### Problem to work on
Transcribe nothing except the lines below that run from the one with "task | locate a point on every instance of the glass" to the one with "small water droplet", ends included, and do not copy any picture.
[Opening Entries shown section]
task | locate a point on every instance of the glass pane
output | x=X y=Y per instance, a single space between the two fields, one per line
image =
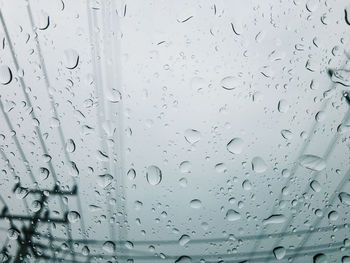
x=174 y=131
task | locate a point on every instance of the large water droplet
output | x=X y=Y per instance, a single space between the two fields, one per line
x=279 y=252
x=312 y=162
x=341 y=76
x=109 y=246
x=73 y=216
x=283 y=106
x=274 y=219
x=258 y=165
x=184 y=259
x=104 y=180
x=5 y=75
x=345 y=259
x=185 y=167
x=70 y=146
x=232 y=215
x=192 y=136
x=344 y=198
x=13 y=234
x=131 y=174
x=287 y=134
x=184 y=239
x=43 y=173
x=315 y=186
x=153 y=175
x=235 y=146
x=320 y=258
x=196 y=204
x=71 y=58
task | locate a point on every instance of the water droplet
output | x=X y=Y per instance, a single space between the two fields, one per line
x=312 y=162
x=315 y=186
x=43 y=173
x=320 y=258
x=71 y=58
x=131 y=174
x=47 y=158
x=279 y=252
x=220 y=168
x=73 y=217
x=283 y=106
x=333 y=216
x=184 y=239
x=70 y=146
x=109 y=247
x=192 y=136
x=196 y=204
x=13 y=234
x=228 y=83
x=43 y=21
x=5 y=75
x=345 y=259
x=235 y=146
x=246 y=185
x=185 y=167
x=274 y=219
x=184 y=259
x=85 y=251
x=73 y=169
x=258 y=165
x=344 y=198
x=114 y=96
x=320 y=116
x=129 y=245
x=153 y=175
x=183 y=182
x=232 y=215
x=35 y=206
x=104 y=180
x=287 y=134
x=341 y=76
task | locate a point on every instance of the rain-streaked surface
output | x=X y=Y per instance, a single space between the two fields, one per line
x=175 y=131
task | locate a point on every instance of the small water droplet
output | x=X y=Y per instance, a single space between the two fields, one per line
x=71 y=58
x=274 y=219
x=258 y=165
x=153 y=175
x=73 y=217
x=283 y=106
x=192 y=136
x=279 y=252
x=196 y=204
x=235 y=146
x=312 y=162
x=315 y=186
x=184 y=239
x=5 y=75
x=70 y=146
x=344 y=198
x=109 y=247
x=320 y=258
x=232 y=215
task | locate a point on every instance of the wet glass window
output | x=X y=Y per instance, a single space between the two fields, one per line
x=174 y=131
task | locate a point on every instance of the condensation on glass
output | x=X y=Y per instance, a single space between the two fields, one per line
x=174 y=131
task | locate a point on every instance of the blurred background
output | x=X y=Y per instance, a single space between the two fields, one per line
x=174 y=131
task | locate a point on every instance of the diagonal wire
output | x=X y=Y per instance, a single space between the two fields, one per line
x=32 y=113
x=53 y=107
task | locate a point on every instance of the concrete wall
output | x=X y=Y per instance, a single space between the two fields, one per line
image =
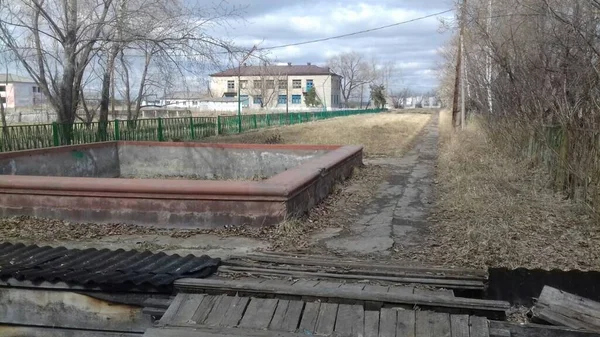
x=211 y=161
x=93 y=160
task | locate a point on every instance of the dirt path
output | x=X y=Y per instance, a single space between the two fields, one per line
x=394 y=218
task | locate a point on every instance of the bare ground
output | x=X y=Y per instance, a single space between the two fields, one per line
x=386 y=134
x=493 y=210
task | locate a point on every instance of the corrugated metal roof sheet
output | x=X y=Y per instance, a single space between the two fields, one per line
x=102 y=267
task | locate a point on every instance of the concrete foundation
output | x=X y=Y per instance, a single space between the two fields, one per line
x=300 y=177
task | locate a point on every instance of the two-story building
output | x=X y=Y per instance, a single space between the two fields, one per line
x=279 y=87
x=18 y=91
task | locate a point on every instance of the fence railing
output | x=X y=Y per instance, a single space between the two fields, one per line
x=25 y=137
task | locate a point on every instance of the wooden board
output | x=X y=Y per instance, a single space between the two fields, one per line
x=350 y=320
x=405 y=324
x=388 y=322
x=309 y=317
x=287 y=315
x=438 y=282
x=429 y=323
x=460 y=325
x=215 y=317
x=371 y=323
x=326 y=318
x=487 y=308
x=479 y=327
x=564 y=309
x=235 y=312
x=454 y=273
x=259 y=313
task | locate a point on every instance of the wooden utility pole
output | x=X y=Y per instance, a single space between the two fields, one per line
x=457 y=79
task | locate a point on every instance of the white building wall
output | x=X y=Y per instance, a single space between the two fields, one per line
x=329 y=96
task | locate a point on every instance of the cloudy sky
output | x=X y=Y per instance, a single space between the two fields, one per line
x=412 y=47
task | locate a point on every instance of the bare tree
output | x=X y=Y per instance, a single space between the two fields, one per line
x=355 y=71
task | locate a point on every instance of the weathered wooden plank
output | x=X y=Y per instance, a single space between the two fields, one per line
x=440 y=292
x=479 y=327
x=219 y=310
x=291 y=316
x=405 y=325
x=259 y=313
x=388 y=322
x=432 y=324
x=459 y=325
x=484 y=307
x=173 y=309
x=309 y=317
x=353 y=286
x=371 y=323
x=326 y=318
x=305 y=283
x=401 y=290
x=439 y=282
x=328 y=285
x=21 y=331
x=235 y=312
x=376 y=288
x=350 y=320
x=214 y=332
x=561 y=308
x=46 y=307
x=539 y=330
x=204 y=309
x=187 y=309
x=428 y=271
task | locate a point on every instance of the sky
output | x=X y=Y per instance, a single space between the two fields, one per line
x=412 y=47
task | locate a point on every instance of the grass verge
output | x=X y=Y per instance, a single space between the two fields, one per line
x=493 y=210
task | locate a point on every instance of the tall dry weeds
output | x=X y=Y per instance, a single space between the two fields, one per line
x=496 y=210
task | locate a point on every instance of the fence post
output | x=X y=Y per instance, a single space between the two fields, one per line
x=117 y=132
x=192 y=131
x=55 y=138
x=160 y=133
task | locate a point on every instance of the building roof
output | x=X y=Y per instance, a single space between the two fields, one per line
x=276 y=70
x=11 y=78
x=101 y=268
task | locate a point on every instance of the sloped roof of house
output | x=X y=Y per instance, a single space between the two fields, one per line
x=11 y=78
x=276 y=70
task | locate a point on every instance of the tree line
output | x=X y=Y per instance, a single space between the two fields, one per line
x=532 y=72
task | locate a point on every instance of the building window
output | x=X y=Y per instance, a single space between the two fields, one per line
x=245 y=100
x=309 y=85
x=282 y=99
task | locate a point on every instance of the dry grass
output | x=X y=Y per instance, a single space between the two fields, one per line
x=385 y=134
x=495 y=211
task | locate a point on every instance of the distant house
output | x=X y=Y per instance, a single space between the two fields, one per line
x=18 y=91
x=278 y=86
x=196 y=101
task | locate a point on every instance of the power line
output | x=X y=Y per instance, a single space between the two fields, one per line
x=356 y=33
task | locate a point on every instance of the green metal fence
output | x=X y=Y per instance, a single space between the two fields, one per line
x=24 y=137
[Closing Entries shown section]
[Opening Entries shown section]
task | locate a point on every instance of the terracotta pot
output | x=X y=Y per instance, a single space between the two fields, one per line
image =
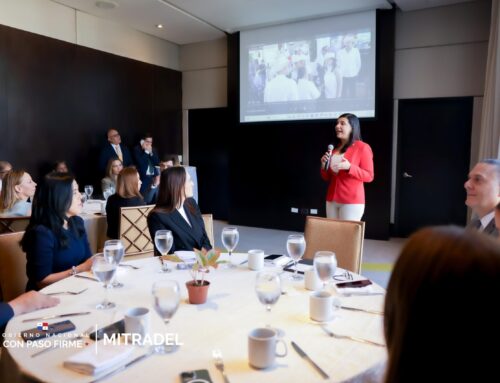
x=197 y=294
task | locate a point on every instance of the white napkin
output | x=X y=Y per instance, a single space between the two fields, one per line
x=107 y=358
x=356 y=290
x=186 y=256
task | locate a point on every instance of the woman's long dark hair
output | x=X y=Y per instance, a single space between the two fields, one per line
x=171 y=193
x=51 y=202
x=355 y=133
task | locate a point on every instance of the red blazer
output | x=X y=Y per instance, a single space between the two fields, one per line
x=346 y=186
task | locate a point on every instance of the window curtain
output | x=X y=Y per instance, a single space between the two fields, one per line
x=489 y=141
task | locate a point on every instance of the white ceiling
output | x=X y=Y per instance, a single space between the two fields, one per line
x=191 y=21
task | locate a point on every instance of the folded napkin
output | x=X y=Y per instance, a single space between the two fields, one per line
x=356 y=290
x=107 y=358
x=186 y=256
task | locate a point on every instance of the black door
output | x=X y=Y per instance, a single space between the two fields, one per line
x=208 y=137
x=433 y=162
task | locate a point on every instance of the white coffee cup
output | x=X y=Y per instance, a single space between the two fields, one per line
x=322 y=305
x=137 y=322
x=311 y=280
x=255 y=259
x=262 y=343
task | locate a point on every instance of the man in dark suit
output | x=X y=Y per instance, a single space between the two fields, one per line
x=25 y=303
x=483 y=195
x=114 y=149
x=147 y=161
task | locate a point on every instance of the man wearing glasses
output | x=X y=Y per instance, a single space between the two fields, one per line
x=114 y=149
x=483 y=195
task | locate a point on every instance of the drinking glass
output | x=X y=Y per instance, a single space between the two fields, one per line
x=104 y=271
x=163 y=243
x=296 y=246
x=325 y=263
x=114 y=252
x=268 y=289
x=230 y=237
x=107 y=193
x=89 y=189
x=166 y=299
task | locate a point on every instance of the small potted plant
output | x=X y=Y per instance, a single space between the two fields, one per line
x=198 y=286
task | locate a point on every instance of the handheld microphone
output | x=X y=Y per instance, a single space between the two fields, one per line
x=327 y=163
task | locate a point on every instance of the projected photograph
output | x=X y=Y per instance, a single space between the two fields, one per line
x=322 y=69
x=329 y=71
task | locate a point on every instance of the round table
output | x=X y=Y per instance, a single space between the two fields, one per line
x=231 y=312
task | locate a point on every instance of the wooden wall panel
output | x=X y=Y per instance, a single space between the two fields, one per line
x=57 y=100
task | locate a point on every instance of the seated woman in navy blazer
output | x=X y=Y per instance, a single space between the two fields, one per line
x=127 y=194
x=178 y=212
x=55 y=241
[Closing Entries shown section]
[Opening Entries shown section]
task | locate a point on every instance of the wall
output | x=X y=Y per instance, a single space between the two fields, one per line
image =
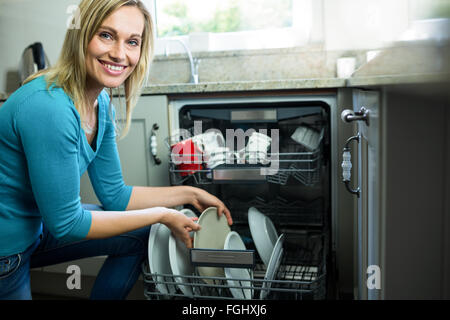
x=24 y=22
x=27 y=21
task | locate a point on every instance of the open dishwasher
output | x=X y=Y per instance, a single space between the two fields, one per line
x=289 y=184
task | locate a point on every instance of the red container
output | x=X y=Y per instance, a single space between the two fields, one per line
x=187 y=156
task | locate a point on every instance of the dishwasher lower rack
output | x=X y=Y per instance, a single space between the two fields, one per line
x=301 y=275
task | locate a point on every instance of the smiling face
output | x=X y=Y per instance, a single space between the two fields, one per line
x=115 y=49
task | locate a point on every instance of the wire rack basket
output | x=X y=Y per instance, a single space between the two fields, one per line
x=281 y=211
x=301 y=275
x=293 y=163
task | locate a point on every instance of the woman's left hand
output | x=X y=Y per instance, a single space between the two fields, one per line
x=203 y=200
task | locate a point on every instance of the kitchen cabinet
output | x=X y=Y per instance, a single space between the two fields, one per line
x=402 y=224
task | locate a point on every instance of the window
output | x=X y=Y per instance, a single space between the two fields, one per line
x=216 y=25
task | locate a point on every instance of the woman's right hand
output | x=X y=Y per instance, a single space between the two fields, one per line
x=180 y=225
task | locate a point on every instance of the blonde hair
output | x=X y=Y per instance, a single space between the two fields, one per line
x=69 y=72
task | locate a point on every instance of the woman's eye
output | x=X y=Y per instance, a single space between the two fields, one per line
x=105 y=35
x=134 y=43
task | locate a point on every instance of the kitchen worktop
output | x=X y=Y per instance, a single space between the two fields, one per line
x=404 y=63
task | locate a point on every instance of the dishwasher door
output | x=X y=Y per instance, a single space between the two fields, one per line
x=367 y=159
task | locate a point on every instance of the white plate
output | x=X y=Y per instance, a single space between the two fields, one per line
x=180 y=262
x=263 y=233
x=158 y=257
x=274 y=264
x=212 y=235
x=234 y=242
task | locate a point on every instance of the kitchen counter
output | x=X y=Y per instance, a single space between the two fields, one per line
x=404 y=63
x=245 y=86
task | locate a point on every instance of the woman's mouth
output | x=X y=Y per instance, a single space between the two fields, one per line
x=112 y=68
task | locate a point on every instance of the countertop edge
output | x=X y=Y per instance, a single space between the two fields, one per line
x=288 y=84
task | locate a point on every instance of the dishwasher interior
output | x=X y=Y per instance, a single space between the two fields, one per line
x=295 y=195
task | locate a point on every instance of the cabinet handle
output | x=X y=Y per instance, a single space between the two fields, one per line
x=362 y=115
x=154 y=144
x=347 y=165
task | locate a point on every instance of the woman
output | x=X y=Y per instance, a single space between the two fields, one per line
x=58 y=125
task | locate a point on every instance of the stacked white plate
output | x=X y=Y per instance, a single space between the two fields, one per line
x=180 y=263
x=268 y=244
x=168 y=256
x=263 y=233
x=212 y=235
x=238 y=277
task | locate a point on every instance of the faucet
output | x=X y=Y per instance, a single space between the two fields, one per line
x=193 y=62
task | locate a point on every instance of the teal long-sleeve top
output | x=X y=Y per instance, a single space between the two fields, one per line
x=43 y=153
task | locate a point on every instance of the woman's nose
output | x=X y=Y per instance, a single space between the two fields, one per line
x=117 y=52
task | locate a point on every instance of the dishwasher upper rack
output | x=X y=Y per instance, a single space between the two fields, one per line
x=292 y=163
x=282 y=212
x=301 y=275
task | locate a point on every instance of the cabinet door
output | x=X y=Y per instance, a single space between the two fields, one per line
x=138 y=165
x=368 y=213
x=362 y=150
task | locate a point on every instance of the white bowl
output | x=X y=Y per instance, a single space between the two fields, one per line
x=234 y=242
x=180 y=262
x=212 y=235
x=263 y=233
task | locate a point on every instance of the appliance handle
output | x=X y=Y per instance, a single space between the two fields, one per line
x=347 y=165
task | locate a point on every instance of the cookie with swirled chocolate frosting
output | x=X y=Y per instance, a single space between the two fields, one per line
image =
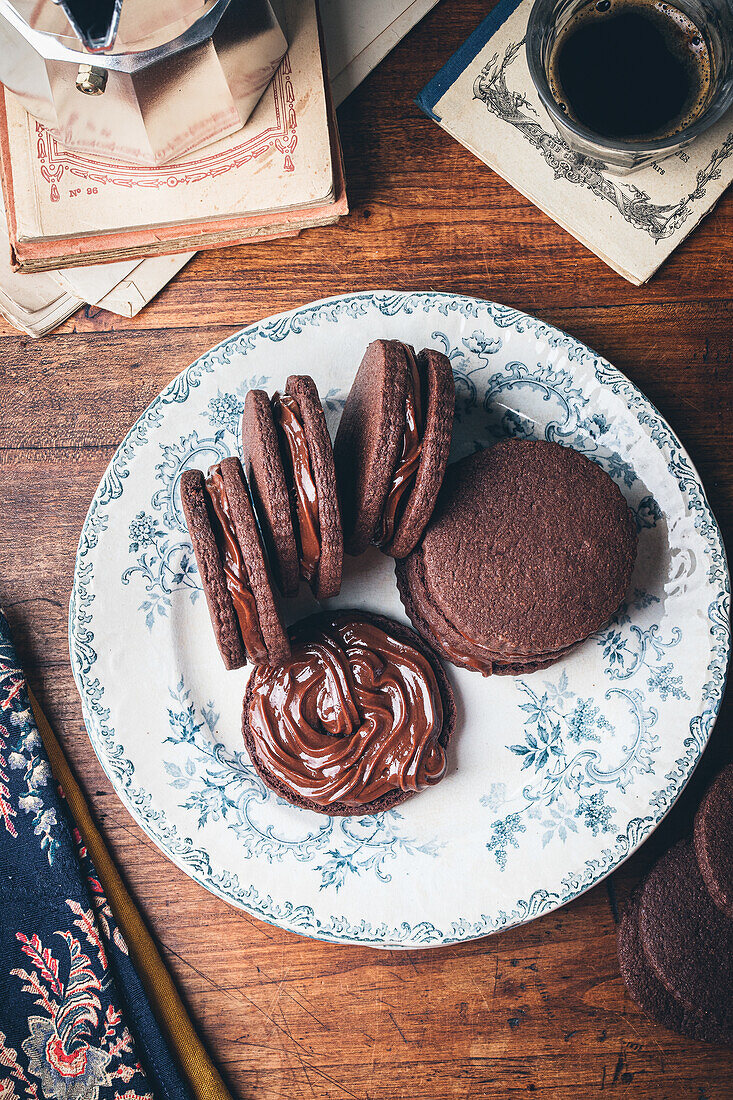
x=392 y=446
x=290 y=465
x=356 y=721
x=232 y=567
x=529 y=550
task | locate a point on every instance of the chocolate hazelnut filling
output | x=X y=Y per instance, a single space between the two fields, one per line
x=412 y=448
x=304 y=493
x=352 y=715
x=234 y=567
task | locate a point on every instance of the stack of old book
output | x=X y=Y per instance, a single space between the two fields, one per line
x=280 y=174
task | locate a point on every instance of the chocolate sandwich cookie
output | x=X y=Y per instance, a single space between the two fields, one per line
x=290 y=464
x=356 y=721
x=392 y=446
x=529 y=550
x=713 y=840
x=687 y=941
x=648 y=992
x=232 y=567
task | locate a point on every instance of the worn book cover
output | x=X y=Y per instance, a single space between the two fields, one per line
[Closing Entries shown section]
### Solution for this task
task | locate a point on every instance of the glass pane
output | x=X y=Y per instance, a single space between the two fields, one per line
image =
x=174 y=131
task | locate a point on every instance of the large water droplet
output | x=X y=Y per instance, a single space between the two fields, one per line
x=279 y=252
x=312 y=162
x=341 y=76
x=109 y=246
x=73 y=216
x=283 y=106
x=274 y=219
x=258 y=165
x=184 y=259
x=104 y=180
x=5 y=75
x=345 y=259
x=185 y=167
x=70 y=146
x=232 y=215
x=192 y=136
x=344 y=198
x=13 y=234
x=131 y=174
x=287 y=134
x=184 y=239
x=43 y=173
x=315 y=186
x=153 y=175
x=235 y=146
x=320 y=258
x=196 y=204
x=71 y=58
task | locate a point on every instance of the water droplet
output | x=X y=Y per instance, a single space between the two fields, one per line
x=312 y=162
x=315 y=186
x=43 y=173
x=320 y=258
x=71 y=58
x=131 y=174
x=47 y=158
x=279 y=252
x=220 y=168
x=73 y=217
x=283 y=106
x=333 y=216
x=184 y=239
x=70 y=146
x=109 y=247
x=192 y=136
x=196 y=204
x=13 y=234
x=228 y=83
x=43 y=21
x=5 y=75
x=345 y=259
x=235 y=146
x=246 y=185
x=185 y=167
x=274 y=219
x=184 y=259
x=85 y=251
x=73 y=169
x=258 y=165
x=344 y=198
x=114 y=96
x=320 y=116
x=129 y=245
x=153 y=175
x=183 y=182
x=232 y=215
x=35 y=206
x=104 y=180
x=287 y=134
x=341 y=76
task | locate a point on every instance of the rain-streaked surface
output | x=X y=Y per instance, a single space between the two fields, one per line
x=175 y=131
task | locate a point on every instance of the small water droplet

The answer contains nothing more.